Output all the records word for word. Drop the pictures.
+++++
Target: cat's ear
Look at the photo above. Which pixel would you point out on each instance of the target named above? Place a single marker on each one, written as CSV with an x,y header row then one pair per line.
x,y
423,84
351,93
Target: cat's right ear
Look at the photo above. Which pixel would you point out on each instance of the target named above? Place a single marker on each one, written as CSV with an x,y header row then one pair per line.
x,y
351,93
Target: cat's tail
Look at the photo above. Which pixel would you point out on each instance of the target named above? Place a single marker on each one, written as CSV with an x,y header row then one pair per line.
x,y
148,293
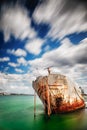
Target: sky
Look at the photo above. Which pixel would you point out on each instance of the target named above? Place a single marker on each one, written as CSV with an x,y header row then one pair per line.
x,y
36,34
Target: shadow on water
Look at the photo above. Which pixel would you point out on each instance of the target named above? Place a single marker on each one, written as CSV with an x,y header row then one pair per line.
x,y
17,113
70,121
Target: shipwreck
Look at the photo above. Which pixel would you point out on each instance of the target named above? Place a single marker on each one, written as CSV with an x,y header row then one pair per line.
x,y
58,93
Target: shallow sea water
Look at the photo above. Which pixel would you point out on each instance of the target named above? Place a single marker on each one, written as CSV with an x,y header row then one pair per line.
x,y
17,113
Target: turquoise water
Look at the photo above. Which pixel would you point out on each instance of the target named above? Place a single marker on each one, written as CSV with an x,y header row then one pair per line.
x,y
17,113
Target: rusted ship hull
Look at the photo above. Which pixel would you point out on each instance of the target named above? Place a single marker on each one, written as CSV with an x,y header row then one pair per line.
x,y
56,96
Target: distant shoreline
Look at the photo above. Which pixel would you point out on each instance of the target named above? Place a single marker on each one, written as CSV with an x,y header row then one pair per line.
x,y
13,94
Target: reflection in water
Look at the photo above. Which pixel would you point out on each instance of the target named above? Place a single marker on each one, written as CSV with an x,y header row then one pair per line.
x,y
69,121
17,113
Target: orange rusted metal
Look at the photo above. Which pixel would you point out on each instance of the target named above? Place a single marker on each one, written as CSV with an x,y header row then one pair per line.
x,y
58,94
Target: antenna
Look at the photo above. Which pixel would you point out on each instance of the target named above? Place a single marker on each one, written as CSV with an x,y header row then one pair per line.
x,y
48,68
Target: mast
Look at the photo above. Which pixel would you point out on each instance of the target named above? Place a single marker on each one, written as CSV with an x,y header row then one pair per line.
x,y
48,95
34,103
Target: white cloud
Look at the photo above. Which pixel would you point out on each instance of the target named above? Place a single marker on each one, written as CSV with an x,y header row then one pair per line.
+++++
FINAL ANSWER:
Target: cat's ear
Look at the photo above. Which pixel would you point out on each instance of the target named above? Place a single marker on each one, written as CSV with an x,y header row then one pair per line.
x,y
423,84
351,93
Target: cat's right ear
Look at the photo above. Which pixel would you point out on each instance of the target named above? Place a single marker on each one, written as CSV with an x,y header row then one pair per line.
x,y
351,93
Target: cat's tail
Look at the photo above. Which pixel would you point out on each instance of the target named above? Place a single marker on each one, written as CSV with an x,y header row then one pair per line.
x,y
148,293
Target: sky
Look at the photo above. Which pixel would you point out on each instance of the target named above? Place a single marker on each one, written as CSV with an x,y header row then one pair per line.
x,y
36,34
Target: shadow on water
Look at the photo above. Which pixel would you point out on each instance of the target named above? Place a single marker on each one, written as CSV with an x,y header row then one pair per line.
x,y
17,113
70,121
Target: shipwreck
Look at the photo above. Which pixel would you point out on each instance of the target named above? Place a single marker on each one, written as CSV with an x,y header row then one pair per line.
x,y
58,93
Target: shallow sea water
Look at the photo above. Which pixel would you point out on each instance of the target named above? Place a single marker on each one, written as CSV with an x,y header row then one pair per line.
x,y
17,113
Target: turquoise water
Look at the photo above. Which pixel would you point out on each instance of the target named above? Place a single marker on each one, written as CSV with an x,y header row then one pair per line.
x,y
17,113
Target: rusted ship hull
Look at the photo above. Which pixel would you point out on each instance of the target named above? Place a single marker on each one, written as CSV with an x,y header row then one pair per line.
x,y
56,96
Target: distant shoreline
Look at the photo above. Which pixel would you point out on each instance of the target named above? Place a single marker on each one, written as CSV with an x,y header row then one pair per line.
x,y
13,94
Target: reflection in water
Look at the photo above. Which pixel would you point out on each instance of the target named above? Place a single marker on each one, written as CSV with an x,y header row then one pair per line.
x,y
69,121
17,113
Target: orange rusted metal
Look at the photo above. Which pixel would you point out on each instance of the target named above? Place a single marker on each one, written as CSV with an x,y header row then one pair per line.
x,y
58,94
Target: antenna
Look at the photo above. Which pixel would you point out on each instance of the target named above? Place a single marker on each one, written as CSV with an x,y header row then one pair per line.
x,y
48,68
Target: mast
Look at the photo above. Which pixel would you point out on each instance of the target named above? Place a single marker on each one, written as CSV with an x,y header row then one pair per line.
x,y
48,95
34,103
Target: white cloud
Look at the photo above. Which pixel would you point out on each instance of the target named above? Place a single marker on each one, written as CSV with an x,y header row then one pair per line.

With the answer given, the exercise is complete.